» **Your instructions**
A single number is the answer: the count of lines in the records that hold the word "lens".

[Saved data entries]
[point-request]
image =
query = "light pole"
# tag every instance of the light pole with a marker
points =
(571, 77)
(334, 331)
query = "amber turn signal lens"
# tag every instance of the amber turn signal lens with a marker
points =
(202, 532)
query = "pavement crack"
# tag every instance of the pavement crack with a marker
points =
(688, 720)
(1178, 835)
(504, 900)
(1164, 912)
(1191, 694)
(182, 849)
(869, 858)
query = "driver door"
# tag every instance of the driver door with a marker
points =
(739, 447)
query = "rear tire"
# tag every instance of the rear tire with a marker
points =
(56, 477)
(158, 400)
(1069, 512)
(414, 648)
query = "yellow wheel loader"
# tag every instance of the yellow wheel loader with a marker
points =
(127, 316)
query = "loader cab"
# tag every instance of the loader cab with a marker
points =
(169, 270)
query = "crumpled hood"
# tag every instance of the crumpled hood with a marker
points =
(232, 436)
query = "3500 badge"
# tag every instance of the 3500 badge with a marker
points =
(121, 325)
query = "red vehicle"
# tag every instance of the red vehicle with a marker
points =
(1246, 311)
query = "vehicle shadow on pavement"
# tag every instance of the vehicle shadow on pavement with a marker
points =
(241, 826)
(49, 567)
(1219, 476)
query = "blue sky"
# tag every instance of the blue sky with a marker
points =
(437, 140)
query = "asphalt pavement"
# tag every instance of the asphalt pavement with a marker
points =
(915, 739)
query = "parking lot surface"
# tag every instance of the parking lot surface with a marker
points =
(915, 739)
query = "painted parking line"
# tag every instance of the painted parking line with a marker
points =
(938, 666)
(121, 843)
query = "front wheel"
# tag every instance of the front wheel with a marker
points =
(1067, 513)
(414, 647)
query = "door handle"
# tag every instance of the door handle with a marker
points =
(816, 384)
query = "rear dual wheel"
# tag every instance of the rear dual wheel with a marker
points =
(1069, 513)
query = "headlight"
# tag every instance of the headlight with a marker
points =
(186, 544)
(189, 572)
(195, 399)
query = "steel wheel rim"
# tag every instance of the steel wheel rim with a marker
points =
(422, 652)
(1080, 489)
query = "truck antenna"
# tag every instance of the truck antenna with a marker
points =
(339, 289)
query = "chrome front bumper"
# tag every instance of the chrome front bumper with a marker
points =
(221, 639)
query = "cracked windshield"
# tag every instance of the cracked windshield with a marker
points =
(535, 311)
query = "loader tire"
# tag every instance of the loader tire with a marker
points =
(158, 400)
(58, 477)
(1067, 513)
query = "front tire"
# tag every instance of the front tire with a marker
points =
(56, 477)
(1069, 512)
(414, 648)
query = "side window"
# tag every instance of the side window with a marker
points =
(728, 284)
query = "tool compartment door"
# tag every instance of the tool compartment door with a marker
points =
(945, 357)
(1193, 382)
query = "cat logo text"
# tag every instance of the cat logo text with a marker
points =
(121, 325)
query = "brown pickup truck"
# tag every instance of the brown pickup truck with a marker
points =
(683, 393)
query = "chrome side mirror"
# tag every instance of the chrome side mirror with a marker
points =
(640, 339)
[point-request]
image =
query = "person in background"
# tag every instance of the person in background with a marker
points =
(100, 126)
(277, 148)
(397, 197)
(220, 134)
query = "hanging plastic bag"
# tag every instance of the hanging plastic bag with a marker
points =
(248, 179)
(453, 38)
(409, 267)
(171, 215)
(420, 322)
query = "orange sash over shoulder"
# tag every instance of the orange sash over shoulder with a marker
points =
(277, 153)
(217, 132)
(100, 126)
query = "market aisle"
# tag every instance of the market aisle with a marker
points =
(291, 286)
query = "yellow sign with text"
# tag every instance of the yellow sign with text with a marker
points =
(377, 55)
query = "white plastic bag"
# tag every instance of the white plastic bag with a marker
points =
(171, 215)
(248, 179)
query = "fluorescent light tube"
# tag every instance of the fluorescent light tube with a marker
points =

» **Exercise result**
2